Work instruction: Each line of the data must be reproduced as it appears.

(Dataset entries)
★ ★ ★ ★ ★ ★ ★

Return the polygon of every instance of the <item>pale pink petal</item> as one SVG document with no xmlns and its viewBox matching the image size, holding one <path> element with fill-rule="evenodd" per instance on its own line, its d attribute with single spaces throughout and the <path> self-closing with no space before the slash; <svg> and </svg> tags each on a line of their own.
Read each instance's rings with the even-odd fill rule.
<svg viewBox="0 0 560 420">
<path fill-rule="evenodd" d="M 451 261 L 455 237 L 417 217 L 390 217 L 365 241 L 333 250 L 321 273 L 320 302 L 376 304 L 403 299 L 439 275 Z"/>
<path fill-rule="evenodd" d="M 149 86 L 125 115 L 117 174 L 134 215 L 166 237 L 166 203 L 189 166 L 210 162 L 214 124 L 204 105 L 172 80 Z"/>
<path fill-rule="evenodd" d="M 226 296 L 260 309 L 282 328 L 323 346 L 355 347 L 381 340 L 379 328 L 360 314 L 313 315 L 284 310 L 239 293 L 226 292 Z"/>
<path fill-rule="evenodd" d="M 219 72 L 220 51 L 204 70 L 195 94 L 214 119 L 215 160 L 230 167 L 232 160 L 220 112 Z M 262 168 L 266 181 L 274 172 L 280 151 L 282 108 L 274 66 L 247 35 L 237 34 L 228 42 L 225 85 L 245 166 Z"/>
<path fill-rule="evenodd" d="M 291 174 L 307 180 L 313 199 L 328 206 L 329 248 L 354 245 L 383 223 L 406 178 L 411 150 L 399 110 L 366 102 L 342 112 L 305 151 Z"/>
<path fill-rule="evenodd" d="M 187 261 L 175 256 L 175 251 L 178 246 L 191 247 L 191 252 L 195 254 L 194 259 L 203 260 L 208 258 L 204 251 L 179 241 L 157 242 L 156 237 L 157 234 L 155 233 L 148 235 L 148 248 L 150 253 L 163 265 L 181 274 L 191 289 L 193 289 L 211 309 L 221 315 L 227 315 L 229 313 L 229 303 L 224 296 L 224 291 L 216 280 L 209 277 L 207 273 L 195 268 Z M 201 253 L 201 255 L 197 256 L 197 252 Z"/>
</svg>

★ ★ ★ ★ ★ ★ ★

Solution to the exercise:
Return the polygon of every instance of the <item>pale pink petal</item> as one SVG document with no xmlns and its viewBox matching the image size, holding one <path> element with fill-rule="evenodd" per instance on its own line, its d attribute with single spaces throughout and the <path> self-closing with no space before the slash; <svg> and </svg> tags each on a line of their own.
Read each instance's rings with the even-odd fill rule.
<svg viewBox="0 0 560 420">
<path fill-rule="evenodd" d="M 451 261 L 455 237 L 417 217 L 390 217 L 365 241 L 333 250 L 321 273 L 320 302 L 376 304 L 403 299 L 439 275 Z"/>
<path fill-rule="evenodd" d="M 149 86 L 125 115 L 117 174 L 134 215 L 166 237 L 166 203 L 189 166 L 210 162 L 214 124 L 204 105 L 172 80 Z"/>
<path fill-rule="evenodd" d="M 226 296 L 260 309 L 282 328 L 323 346 L 355 347 L 381 340 L 379 328 L 360 314 L 313 315 L 284 310 L 239 293 L 226 292 Z"/>
<path fill-rule="evenodd" d="M 219 72 L 220 51 L 204 70 L 195 94 L 214 119 L 215 160 L 230 167 L 232 160 L 220 112 Z M 262 168 L 266 181 L 274 172 L 280 151 L 282 108 L 274 66 L 247 35 L 237 34 L 228 42 L 225 85 L 245 166 Z"/>
<path fill-rule="evenodd" d="M 291 174 L 307 180 L 313 199 L 328 206 L 329 248 L 354 245 L 383 223 L 406 178 L 411 150 L 399 110 L 366 102 L 342 112 L 305 151 Z"/>
<path fill-rule="evenodd" d="M 187 261 L 175 256 L 175 251 L 178 246 L 191 247 L 191 252 L 195 254 L 194 259 L 203 260 L 208 258 L 204 251 L 179 241 L 157 242 L 156 237 L 157 234 L 155 233 L 148 235 L 148 248 L 150 253 L 163 265 L 181 274 L 191 289 L 193 289 L 211 309 L 221 315 L 227 315 L 229 313 L 229 303 L 224 296 L 224 291 L 216 280 L 209 277 L 207 273 L 195 268 Z M 201 253 L 201 255 L 197 256 L 197 252 Z"/>
</svg>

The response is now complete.